Copy every entry exactly, but skip the pictures.

(Dataset entries)

##############################

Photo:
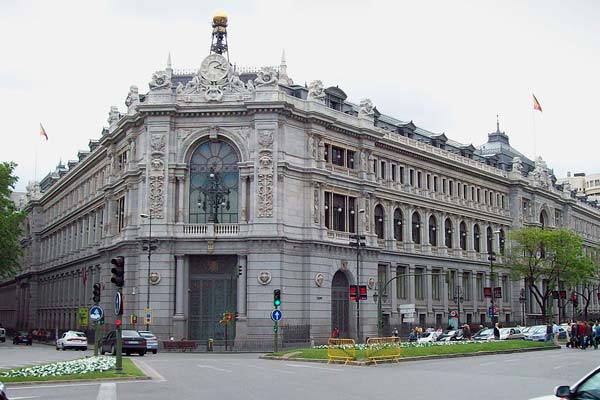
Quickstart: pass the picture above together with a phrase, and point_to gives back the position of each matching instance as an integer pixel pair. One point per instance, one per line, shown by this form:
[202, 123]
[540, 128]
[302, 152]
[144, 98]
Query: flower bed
[74, 367]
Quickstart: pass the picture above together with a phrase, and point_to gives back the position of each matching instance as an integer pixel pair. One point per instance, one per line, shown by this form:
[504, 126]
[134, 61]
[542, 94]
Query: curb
[411, 359]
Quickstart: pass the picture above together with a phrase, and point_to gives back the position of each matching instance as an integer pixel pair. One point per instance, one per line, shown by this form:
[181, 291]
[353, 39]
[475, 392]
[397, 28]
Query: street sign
[148, 316]
[96, 313]
[82, 317]
[276, 315]
[118, 303]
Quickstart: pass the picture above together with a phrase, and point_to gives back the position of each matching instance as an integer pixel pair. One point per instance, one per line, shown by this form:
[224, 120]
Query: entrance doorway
[340, 304]
[213, 288]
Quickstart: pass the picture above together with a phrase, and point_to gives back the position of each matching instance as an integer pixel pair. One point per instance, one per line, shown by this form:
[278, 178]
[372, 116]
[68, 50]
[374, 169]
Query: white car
[72, 340]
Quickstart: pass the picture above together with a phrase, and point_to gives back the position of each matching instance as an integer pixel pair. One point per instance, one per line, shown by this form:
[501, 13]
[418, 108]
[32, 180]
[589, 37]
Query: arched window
[213, 183]
[476, 238]
[398, 224]
[448, 233]
[416, 228]
[501, 238]
[379, 221]
[432, 231]
[463, 235]
[543, 218]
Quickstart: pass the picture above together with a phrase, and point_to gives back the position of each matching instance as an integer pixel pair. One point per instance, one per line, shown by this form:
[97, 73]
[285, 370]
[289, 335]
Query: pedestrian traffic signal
[97, 292]
[276, 297]
[118, 271]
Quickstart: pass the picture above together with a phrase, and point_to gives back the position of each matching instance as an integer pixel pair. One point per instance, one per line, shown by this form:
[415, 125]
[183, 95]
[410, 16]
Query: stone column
[179, 317]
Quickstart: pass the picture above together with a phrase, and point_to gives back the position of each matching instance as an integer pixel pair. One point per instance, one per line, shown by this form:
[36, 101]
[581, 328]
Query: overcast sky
[449, 66]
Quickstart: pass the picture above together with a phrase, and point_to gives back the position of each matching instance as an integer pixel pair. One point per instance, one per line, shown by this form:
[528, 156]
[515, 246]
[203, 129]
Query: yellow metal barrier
[341, 349]
[383, 348]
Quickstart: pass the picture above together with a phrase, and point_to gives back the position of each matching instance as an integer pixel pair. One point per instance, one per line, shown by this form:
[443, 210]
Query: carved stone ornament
[319, 279]
[366, 108]
[154, 278]
[266, 77]
[133, 97]
[371, 283]
[160, 80]
[264, 277]
[316, 91]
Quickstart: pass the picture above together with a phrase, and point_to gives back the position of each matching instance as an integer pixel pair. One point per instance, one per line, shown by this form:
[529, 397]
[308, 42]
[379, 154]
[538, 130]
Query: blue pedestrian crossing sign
[276, 315]
[96, 313]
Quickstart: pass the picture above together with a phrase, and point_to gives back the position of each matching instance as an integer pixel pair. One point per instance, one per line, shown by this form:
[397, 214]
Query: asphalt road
[244, 376]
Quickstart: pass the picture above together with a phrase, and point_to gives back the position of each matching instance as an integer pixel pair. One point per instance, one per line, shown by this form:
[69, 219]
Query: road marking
[313, 367]
[107, 391]
[215, 368]
[148, 370]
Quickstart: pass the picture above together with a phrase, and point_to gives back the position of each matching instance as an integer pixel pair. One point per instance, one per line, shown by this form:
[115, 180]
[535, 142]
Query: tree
[10, 222]
[545, 257]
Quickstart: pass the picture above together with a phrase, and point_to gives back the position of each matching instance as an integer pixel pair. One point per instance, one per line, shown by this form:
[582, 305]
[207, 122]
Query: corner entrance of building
[213, 288]
[340, 304]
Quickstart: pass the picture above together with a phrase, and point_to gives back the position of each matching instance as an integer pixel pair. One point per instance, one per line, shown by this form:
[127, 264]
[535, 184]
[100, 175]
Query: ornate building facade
[253, 183]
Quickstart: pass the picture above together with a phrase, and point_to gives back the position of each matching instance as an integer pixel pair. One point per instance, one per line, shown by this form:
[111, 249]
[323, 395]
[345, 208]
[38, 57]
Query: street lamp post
[149, 216]
[359, 242]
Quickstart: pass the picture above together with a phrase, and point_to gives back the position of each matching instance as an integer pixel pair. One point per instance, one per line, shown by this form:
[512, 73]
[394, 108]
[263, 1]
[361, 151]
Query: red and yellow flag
[536, 104]
[43, 131]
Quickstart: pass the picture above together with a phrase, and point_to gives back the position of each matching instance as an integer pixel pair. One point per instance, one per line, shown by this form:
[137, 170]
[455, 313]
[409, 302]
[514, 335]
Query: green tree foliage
[543, 257]
[10, 221]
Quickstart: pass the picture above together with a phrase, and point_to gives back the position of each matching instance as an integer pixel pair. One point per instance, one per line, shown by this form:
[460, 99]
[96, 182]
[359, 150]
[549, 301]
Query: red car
[23, 337]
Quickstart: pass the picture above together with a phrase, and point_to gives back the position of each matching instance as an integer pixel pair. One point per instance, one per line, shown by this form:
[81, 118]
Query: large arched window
[463, 235]
[476, 238]
[448, 233]
[398, 224]
[214, 183]
[432, 231]
[379, 231]
[416, 228]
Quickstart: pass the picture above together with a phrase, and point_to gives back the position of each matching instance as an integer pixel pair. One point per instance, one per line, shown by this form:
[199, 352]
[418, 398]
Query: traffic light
[118, 271]
[97, 292]
[276, 297]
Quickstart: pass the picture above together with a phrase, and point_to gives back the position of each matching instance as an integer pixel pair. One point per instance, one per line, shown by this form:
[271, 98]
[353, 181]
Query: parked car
[151, 341]
[72, 340]
[587, 387]
[511, 334]
[132, 342]
[484, 334]
[22, 337]
[3, 395]
[428, 337]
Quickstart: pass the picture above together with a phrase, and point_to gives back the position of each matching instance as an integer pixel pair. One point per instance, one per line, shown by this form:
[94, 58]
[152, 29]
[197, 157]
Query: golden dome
[220, 18]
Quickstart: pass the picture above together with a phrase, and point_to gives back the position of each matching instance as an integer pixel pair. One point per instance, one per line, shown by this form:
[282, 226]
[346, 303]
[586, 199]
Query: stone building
[253, 183]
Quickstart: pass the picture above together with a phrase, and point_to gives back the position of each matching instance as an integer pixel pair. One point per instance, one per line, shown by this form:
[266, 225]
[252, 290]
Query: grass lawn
[129, 371]
[312, 353]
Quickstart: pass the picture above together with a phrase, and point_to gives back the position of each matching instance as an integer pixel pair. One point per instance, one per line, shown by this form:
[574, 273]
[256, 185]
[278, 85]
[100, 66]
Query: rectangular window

##############################

### Output:
Photo:
Quickstart: pass the picture above together with a phrase, and point_to gives back the position of each matching instance as an integer pixel pair. One point per instance, one per line, shown by this form:
[202, 123]
[540, 128]
[302, 152]
[144, 98]
Query: flower bed
[74, 367]
Quickstart: pass the picture above together with a phrase, and point_to gives back the position of each matching instance as an integer pixel pair. One point per instance, one per line, shown by this form:
[504, 126]
[134, 61]
[542, 94]
Query: curb
[411, 359]
Quickstart: pass the picture above together with a phrase, and point_to gives back the position of each matching instance as an integer pixel pair. One point per instance, one per line, shown by this form:
[181, 291]
[353, 39]
[475, 392]
[397, 28]
Query: street sign
[148, 316]
[96, 313]
[82, 317]
[276, 315]
[118, 303]
Quickstart: pass the picture above together with a phrase, and point_to gives back the position of each matching instance as an integer pixel pair. One point per instance, one per line, shown by this form:
[224, 120]
Query: entrance doorway
[340, 304]
[213, 288]
Quickstart: pass the picture above together with a phrase, and point_to gives back the position of each matching instance as an integer pixel pair. One point per instance, one per line, shown by this form:
[278, 178]
[372, 116]
[68, 50]
[374, 169]
Query: white car
[72, 340]
Quickstart: pass the picture above together with a phrase, and point_to gives back the position of each matching instance as an integer pixel pair. One point per instance, one per line, shown by this form:
[501, 13]
[418, 108]
[32, 180]
[589, 37]
Query: arched window
[213, 183]
[476, 238]
[398, 224]
[448, 233]
[416, 228]
[501, 238]
[379, 221]
[432, 231]
[463, 235]
[543, 218]
Quickstart: pass the picture above together with a phrase, and point_to gives back the position of each matching instance as an integer pixel pair. One point per instance, one per line, shown by this form:
[97, 73]
[285, 370]
[289, 335]
Query: pedestrian traffic signal
[97, 292]
[276, 297]
[118, 271]
Quickstart: pass the picture above together with a phrase, and point_to gives back the position of each matching instance as an integer pixel pair. One point per instance, one per line, shown by this form:
[415, 125]
[183, 95]
[410, 16]
Query: stone column
[179, 317]
Quickstart: pass the picture above together with a phrase, and point_to gives back the position of each matching instance as an integer pixel pair. One point per instance, one per line, shown by this form:
[36, 101]
[581, 328]
Query: overcast sky
[449, 66]
Quickstart: pass the picture above together with a phrase, and point_to gives back the position of each matching instance as an integer pixel pair. One point per instance, one per line, shown by this form:
[528, 156]
[515, 246]
[203, 129]
Query: yellow metal barrier
[341, 349]
[383, 348]
Quickstart: pass the picture above together with a phrase, and point_to gives back the position of each matching instance as an integer pixel pair. One point per instance, one per line, shown by this form:
[443, 210]
Query: carved stone ornament
[319, 279]
[366, 108]
[154, 278]
[266, 77]
[133, 97]
[371, 283]
[160, 80]
[264, 277]
[316, 91]
Quickstart: pass the picture above together with a phrase, and point_to gives back the position of each matching instance as an integer pixel pair. One point per instance, one per line, shown by this form:
[529, 397]
[308, 42]
[379, 154]
[538, 130]
Query: blue pedestrian crossing sign
[276, 315]
[96, 313]
Quickstart: pass the picture above together with a phrase, and point_to gives back the position of each matching instance as an integer pixel pair. One point per instance, one per line, shown by this form:
[397, 214]
Query: asphalt road
[244, 376]
Quickstart: pass the picture above together with a phrase, and point_to gives back the position of each matching instance as an integer pixel pair. One point per instance, one per line, shown by this form:
[69, 219]
Query: road marking
[313, 367]
[107, 391]
[215, 368]
[148, 370]
Quickstart: pass the picture above together with a phrase, and point_to gives back the position of each matching instance as an integer pixel pair. One point per instance, one per line, shown by this form:
[115, 180]
[535, 142]
Query: tree
[10, 222]
[545, 257]
Quickstart: pass the picture above together with a phrase, and point_to gives back the position of each matching instance as an integer pixel pair. One point per instance, one per line, shown by this form:
[582, 305]
[207, 122]
Query: corner entrance of building
[213, 288]
[340, 304]
Quickstart: pass the picture above together with a phrase, and point_to gives back the position of each matching instance as an integer pixel pair. One point per instance, one per line, shown by this form:
[127, 264]
[535, 184]
[100, 175]
Query: ornate building facade
[253, 183]
Quickstart: pass the picture above together with a phrase, and point_to gives back the position of each matching instance as an integer pixel pair. One point per instance, one per line, shown by this form:
[111, 249]
[323, 395]
[345, 208]
[38, 57]
Query: street lamp post
[149, 216]
[359, 242]
Quickstart: pass the picture above together with a phrase, and point_to gives back the position of each matching instance as an integer pixel pair. One point per instance, one per line, shown by this form:
[512, 73]
[394, 108]
[263, 1]
[361, 151]
Query: red and yellow flag
[536, 104]
[43, 131]
Quickstart: pass the picture above together with a phrase, and point_to gives back the position of each matching instance as an integer pixel pair. One point per instance, one per line, shown by this form:
[137, 170]
[455, 313]
[409, 302]
[514, 335]
Query: green tree foliage
[543, 257]
[10, 221]
Quickstart: pass the picture above together with a phrase, and point_to gives back the position of each matching instance as an integer pixel pair. One point per instance, one per line, shown by this form:
[460, 99]
[96, 182]
[359, 150]
[549, 301]
Query: red car
[23, 337]
Quickstart: pass the picture above together with a phrase, and point_to gives back the position of each matching instance as an integer pixel pair. One point per instance, one per line, shown by this form:
[81, 118]
Query: large arched window
[463, 235]
[476, 238]
[448, 233]
[398, 224]
[214, 183]
[432, 231]
[379, 231]
[416, 228]
Quickstart: pass the picture above together with a phrase, and point_to gives back the position of each matching instance as an integer pixel pair. One point per instance, one per line, shown by this form:
[199, 352]
[418, 398]
Query: traffic light
[118, 271]
[97, 292]
[276, 297]
Quickstart: pass the picture above together with a phrase, and point_to gives back the position of each matching instance as an integer pixel pair. One point per instance, one per line, shown by this form:
[271, 98]
[353, 181]
Query: parked car
[151, 341]
[72, 340]
[587, 387]
[511, 334]
[132, 342]
[484, 334]
[22, 337]
[3, 395]
[428, 337]
Quickstart: pass the picture above together with a phrase, and point_to gives back the position of each matching instance as an integer pixel pair. One point per instance, one per line, shown by this form:
[94, 58]
[152, 29]
[197, 157]
Query: golden dome
[220, 18]
Quickstart: pass the picture above together with a phrase, and point_to gives back the position of each matching instance as an integer pixel pair. One point per instance, one per line, shown by this form:
[282, 226]
[346, 303]
[586, 199]
Query: stone building
[253, 183]
Quickstart: pass the picture above together with a phrase, and point_to gives back the position of each matching instance as an integer pixel pair. One point per instance, one per line, shown by this form:
[266, 225]
[252, 290]
Query: grass lawn
[129, 371]
[312, 353]
Quickstart: pass the picture above together with a phrase, and point_to gives back the position of each matching instance as an integer pixel pair. One point per instance, one per line, shown by this form:
[574, 273]
[256, 185]
[278, 85]
[100, 66]
Query: rectangular window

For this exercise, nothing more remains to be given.